■ What you have to do
The records below are to be duplicated exactly as they appear.

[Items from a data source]
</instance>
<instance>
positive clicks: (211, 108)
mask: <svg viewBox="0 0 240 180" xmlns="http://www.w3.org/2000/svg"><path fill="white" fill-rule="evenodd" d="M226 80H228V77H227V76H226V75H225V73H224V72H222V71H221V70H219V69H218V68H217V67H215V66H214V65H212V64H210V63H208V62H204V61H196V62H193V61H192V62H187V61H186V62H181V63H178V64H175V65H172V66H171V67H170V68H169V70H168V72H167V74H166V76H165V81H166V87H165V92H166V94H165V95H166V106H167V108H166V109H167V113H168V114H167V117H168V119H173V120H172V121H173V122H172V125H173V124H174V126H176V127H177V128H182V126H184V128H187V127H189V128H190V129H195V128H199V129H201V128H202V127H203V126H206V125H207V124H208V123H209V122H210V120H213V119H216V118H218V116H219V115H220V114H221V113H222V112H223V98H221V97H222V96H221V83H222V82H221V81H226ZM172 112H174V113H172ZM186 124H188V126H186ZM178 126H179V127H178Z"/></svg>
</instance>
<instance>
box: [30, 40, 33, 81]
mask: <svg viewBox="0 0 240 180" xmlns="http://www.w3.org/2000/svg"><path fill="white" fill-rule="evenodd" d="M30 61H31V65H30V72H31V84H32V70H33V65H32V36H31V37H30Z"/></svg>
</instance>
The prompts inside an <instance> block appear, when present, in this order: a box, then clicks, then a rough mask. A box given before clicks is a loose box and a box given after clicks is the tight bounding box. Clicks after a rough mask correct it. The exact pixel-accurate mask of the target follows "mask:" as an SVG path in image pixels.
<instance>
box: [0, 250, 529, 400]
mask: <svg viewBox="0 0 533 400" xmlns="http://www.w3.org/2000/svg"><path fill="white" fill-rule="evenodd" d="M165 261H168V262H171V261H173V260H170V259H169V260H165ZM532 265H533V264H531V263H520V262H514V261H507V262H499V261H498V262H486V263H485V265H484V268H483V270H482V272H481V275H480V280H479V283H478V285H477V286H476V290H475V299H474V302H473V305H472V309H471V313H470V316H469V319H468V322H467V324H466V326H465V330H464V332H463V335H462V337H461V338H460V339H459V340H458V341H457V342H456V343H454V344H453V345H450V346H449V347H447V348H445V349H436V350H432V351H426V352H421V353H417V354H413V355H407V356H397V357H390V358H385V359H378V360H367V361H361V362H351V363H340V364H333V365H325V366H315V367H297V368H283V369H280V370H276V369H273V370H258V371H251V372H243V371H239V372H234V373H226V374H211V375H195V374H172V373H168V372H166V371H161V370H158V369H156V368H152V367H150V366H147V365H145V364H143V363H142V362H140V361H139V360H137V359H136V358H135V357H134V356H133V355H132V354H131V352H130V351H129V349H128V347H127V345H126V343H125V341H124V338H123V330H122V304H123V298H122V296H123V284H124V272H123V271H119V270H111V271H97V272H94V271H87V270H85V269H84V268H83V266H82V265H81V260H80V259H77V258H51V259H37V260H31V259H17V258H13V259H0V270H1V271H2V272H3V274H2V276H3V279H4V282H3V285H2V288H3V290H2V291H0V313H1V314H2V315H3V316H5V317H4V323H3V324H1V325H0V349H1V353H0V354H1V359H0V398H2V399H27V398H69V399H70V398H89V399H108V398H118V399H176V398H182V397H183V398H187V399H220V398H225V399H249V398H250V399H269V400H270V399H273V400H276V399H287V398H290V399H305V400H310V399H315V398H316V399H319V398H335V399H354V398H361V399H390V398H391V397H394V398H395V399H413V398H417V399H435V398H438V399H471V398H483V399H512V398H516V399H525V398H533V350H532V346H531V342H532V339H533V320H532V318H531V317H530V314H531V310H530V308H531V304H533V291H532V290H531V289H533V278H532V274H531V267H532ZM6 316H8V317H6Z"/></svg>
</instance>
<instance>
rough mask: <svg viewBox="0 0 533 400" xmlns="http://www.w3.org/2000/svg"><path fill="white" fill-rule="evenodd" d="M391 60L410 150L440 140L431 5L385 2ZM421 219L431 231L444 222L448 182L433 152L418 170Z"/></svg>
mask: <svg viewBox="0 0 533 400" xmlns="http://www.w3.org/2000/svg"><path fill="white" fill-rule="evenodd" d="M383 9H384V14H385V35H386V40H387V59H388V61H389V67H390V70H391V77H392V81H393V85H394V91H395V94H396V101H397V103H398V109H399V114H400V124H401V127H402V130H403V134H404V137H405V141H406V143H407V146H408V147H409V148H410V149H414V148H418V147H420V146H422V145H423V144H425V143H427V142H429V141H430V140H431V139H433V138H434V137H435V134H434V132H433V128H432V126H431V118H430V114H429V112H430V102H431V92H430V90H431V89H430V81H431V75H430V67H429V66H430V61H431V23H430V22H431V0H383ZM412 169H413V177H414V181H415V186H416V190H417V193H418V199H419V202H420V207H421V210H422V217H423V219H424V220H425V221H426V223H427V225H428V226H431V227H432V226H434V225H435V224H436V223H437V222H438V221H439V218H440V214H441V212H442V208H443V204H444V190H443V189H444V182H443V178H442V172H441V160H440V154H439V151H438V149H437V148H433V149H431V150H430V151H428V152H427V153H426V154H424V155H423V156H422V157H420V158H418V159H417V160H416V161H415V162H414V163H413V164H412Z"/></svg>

■ Solution
</instance>
<instance>
positive clicks: (211, 108)
mask: <svg viewBox="0 0 240 180" xmlns="http://www.w3.org/2000/svg"><path fill="white" fill-rule="evenodd" d="M226 80H228V77H227V76H226V75H225V73H224V72H222V71H221V70H219V69H218V68H217V67H215V66H214V65H212V64H210V63H208V62H204V61H196V62H193V61H192V62H187V61H186V62H181V63H178V64H175V65H172V66H171V67H170V68H169V70H168V72H167V74H166V76H165V81H166V87H165V92H166V94H165V95H166V106H167V108H166V109H167V113H168V114H167V117H168V119H173V120H172V121H173V122H172V125H173V124H174V126H176V127H177V128H182V126H184V128H187V127H189V128H190V129H195V128H199V129H201V128H202V127H203V126H206V125H207V124H208V123H209V122H210V120H213V119H216V118H218V116H219V115H220V114H221V113H222V112H223V98H221V97H222V96H221V83H222V82H221V81H226ZM172 112H174V113H172ZM186 124H188V126H186ZM178 126H179V127H178Z"/></svg>
</instance>
<instance>
box: [30, 40, 33, 81]
mask: <svg viewBox="0 0 240 180" xmlns="http://www.w3.org/2000/svg"><path fill="white" fill-rule="evenodd" d="M30 61H31V65H30V72H31V84H32V70H33V65H32V36H31V37H30Z"/></svg>
</instance>
The prompts inside an <instance> block appear, when present, in this order: a box, then clicks, then a rough mask. A box given before clicks is a loose box and a box given after clicks is the tight bounding box. Clicks after a rough mask correct it. The exact pixel-accurate mask of the target follows "mask:" as an SVG path in image pixels.
<instance>
box: [0, 250, 529, 400]
mask: <svg viewBox="0 0 533 400" xmlns="http://www.w3.org/2000/svg"><path fill="white" fill-rule="evenodd" d="M165 261H168V262H171V261H173V260H170V259H169V260H165ZM532 265H533V264H531V263H520V262H514V261H507V262H499V261H498V262H486V263H485V265H484V268H483V270H482V272H481V275H480V280H479V283H478V285H477V286H476V290H475V299H474V302H473V305H472V309H471V313H470V316H469V319H468V322H467V324H466V326H465V330H464V332H463V335H462V337H461V338H460V339H459V340H458V341H457V342H456V343H454V344H453V345H450V346H449V347H447V348H445V349H436V350H432V351H426V352H421V353H417V354H413V355H407V356H397V357H390V358H385V359H378V360H367V361H361V362H351V363H340V364H333V365H325V366H315V367H297V368H283V369H280V370H276V369H273V370H258V371H251V372H243V371H239V372H234V373H226V374H211V375H195V374H172V373H168V372H166V371H161V370H158V369H156V368H152V367H150V366H147V365H145V364H143V363H142V362H140V361H139V360H137V359H136V358H135V357H134V356H133V355H132V354H131V352H130V351H129V349H128V347H127V345H126V343H125V341H124V338H123V330H122V304H123V298H122V296H123V284H124V272H123V271H119V270H111V271H97V272H94V271H87V270H85V269H84V268H83V266H82V265H81V260H80V259H77V258H51V259H37V260H31V259H17V258H13V259H0V270H1V271H2V272H3V274H2V276H3V279H4V282H3V285H2V288H3V290H2V291H0V313H1V314H2V315H3V316H5V317H4V323H3V324H1V325H0V349H1V353H0V354H1V359H0V398H2V399H27V398H69V399H70V398H89V399H108V398H118V399H176V398H182V397H183V398H187V399H220V398H225V399H249V398H250V399H269V400H270V399H273V400H276V399H287V398H290V399H305V400H310V399H315V398H316V399H319V398H335V399H354V398H361V399H390V398H391V397H394V398H395V399H413V398H417V399H435V398H438V399H471V398H483V399H512V398H516V399H525V398H533V350H532V346H531V342H532V339H533V320H532V318H531V317H530V314H531V310H530V308H531V304H533V291H532V290H531V289H533V278H532V274H531V267H532ZM6 316H8V317H6Z"/></svg>
</instance>
<instance>
rough mask: <svg viewBox="0 0 533 400" xmlns="http://www.w3.org/2000/svg"><path fill="white" fill-rule="evenodd" d="M391 60L410 150L440 140L431 5L385 2ZM421 219L431 231L444 222L448 182L433 152L418 170Z"/></svg>
mask: <svg viewBox="0 0 533 400" xmlns="http://www.w3.org/2000/svg"><path fill="white" fill-rule="evenodd" d="M383 9H384V14H385V35H386V40H387V59H388V61H389V67H390V70H391V77H392V81H393V85H394V91H395V94H396V101H397V103H398V109H399V114H400V124H401V127H402V130H403V134H404V137H405V141H406V143H407V146H408V147H409V148H410V149H414V148H418V147H420V146H422V145H423V144H425V143H427V142H429V141H430V140H431V139H433V138H434V137H435V134H434V132H433V128H432V126H431V118H430V114H429V112H430V102H431V92H430V90H431V89H430V81H431V75H430V67H429V66H430V61H431V23H430V22H431V0H383ZM412 169H413V177H414V181H415V186H416V190H417V193H418V199H419V202H420V207H421V210H422V217H423V219H424V220H425V221H426V223H427V225H428V226H431V227H432V226H434V225H435V224H436V223H437V222H438V221H439V218H440V214H441V212H442V208H443V204H444V190H443V189H444V182H443V178H442V172H441V160H440V154H439V151H438V149H437V148H433V149H431V150H430V151H428V152H427V153H426V154H424V155H423V156H422V157H420V158H418V159H417V160H416V161H415V162H414V163H413V164H412Z"/></svg>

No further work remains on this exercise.